[Items from a data source]
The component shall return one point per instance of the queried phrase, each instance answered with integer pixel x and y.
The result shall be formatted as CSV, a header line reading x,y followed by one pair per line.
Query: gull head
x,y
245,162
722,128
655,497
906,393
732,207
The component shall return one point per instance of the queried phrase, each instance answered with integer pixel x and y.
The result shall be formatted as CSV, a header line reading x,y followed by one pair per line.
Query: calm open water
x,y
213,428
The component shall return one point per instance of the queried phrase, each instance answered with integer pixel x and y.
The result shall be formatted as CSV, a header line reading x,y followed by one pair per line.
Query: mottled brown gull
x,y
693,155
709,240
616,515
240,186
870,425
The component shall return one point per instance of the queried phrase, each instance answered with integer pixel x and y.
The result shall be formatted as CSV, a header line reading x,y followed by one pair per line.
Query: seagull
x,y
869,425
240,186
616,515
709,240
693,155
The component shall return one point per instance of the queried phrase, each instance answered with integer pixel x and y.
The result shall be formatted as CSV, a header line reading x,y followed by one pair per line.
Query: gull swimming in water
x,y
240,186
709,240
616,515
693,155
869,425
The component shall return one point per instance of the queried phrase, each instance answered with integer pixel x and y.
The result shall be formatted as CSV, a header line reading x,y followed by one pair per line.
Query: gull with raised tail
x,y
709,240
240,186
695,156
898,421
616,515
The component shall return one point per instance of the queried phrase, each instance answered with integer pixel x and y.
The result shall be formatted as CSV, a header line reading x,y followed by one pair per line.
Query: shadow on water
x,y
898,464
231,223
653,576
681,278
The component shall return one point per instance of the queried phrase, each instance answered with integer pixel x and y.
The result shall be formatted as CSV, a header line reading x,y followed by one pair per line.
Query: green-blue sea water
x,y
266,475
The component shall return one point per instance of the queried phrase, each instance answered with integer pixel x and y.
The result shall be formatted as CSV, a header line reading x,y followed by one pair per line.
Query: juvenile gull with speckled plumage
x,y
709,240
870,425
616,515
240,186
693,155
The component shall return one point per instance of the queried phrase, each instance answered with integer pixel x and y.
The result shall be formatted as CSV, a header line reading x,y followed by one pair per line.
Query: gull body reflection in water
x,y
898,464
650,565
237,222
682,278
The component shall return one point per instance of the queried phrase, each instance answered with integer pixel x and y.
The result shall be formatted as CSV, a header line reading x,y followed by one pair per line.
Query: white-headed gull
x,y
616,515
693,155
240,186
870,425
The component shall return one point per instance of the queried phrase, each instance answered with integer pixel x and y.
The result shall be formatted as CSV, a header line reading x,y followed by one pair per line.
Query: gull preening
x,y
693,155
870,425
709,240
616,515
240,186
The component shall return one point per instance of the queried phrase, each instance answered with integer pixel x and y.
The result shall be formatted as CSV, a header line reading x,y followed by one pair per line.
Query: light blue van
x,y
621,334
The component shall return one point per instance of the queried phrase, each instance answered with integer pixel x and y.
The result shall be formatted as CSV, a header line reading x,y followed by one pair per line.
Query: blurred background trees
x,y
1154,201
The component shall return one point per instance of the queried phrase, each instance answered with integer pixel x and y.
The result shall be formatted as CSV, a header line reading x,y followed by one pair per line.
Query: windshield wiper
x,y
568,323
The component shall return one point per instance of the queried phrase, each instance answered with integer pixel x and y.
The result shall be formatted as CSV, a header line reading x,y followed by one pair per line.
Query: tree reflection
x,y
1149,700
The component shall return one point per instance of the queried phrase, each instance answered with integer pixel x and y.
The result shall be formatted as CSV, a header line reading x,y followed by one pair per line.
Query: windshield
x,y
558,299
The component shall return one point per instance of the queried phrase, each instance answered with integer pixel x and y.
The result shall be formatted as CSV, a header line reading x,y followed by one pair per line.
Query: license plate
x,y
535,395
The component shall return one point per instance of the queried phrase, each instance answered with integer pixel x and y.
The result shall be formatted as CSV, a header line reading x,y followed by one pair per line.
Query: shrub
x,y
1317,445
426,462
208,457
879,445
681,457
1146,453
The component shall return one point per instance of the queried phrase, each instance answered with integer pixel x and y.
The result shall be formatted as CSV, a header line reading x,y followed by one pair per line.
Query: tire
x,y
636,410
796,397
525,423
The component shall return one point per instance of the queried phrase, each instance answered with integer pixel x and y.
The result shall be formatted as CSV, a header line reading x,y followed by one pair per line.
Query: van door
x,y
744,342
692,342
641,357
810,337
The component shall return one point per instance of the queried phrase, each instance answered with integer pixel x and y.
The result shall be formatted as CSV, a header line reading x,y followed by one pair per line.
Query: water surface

• [Objective] Reproduce the data shown above exactly.

• [Full solution]
The component shall return one point per instance of the queried phrase, each instance answered with integer pixel x and y.
The result shall be formatted as CSV, a header line reading x,y followed by one pair per line.
Query: gull head
x,y
245,162
722,128
655,497
906,393
732,207
The component shall return one point per instance of the queried phrase, each instance answered with integer pixel x and y.
The result shall be formatted as CSV, a header line reading x,y followed by one pair per line.
Query: calm open water
x,y
213,428
The component shall return one point per instance of the queried phrase, each instance answered with integer pixel x and y.
The result shall be formatted as CSV, a header line reading x,y followed by one pair per line.
Query: mottled brown gull
x,y
693,155
709,240
616,515
240,186
870,425
The component shall return one point per instance of the queried phrase, each instance answered with integer pixel x and y.
The result shall be formatted as CSV, a header line reading x,y followed by one pair per line.
Query: seagull
x,y
869,425
240,186
616,515
709,240
693,155
The component shall return one point per instance of the queried phrase, each instance answered with integer pixel x and y.
The result shall be formatted as CSV, a header line reading x,y followed by one pair per line.
Query: gull swimming in water
x,y
240,186
709,240
616,515
693,155
869,425
The component shall return one point per instance of the queried phrase, each instance answered with integer pixel x and y.
The result shall be formatted as CSV, a header line reading x,y followed by one pair per line.
Query: gull with raised tail
x,y
709,240
240,186
695,156
898,421
616,515
The component shall return one point per instance of the queried phrase, each instance answered with integer pixel x and y.
The result shall be formatted as CSV, a header line reading x,y followed by one pair per line.
Query: shadow on water
x,y
898,464
231,223
653,576
681,278
The component shall return one point per instance of the queried phrase, each instance answered with integer pixel x and y.
The result shall be formatted as CSV, a header line reading x,y followed by one pair per line.
Query: green-blue sea water
x,y
266,475
The component shall return one point per instance of the queried phrase, each instance answered with integer pixel x and y.
The result shall be formatted as CSV, a header line reading x,y followed by one pair per line.
Query: juvenile gull with speckled plumage
x,y
709,240
870,425
616,515
240,186
693,155
The component shall return one point per instance of the queried phrase, each instance answered with integer pixel x and y.
The result shall be formatted as CSV, a header line reading x,y followed by one pair per line.
Query: gull body reflection in water
x,y
898,464
650,565
237,222
682,278
The component shall return one point per instance of the queried phrase, each instance answered with integer pixel x and y.
The result shall be formatted as CSV, a header line reading x,y followed by one pair per line.
Query: white-headed gull
x,y
616,515
693,155
240,186
870,425
The component shall return one point per instance of the queried phrase, each instance answered with integer pixel x and y.
The result shall be formatted as CSV, a header line reading x,y followed by one pair per line.
Query: gull preening
x,y
693,155
870,425
709,240
616,515
240,186
The component shall return one point per instance of the queried phrase, each instance answered with integer pixel x and y.
The result shall be formatted as CSV, a header line reading x,y followed by one pair per line.
Query: light blue van
x,y
621,334
The component shall return one point per instance of the queried phrase, each instance answered with integer pixel x and y.
The result shall be formatted as CSV, a header line reading x,y followed by one pair per line.
Query: blurred background trees
x,y
1154,201
The component shall return one point per instance of the queried phrase, each instance answered with integer pixel x and y.
The result shall be formatted as CSV, a header line reading x,y followed by one pair per line.
Query: windshield wiper
x,y
568,323
The component shall return one point per instance of the queried phrase, each instance answered with integer pixel x and y.
The result shall be formatted as CSV, a header line reading x,y followed by one pair per line.
Query: tree reflection
x,y
1149,700
The component shall return one point per instance of the queried phrase, each instance answered with integer pixel x and y.
The result shall be formatted as CSV, a header line reading x,y followed by one pair per line.
Query: windshield
x,y
558,299
The component shall return one point per instance of the queried phrase, each instance answered with integer pixel x and y.
The result shall be formatted as CSV, a header line reading x,y followed by one pair per line.
Query: license plate
x,y
535,395
The component shall return one point per instance of the queried phrase, each instance answered with integer pixel x and y.
The result shall be formatted as CSV, a header line reading x,y followed by one pair per line.
Query: shrub
x,y
1317,445
426,462
208,457
879,445
681,457
1146,453
The component shall return one point per instance of the queried phrase, each instance answered with integer pixel x and y.
The result shall be formatted as CSV, a header line reading x,y followed by one pair per line.
Query: tire
x,y
636,410
796,397
525,423
The component shall return one point per instance of the queried phrase, each instance answered with integer pixel x and y.
The result shall be formatted as CSV, a header line reading x,y followed by one pair per line.
Query: van door
x,y
744,342
692,342
641,357
810,337
The component shall return one point per instance of the queried phrase, each instance answered with integer pixel x and y.
The result shall be formatted as CSV, a header line reading x,y followed by one pair per line.
Query: water surface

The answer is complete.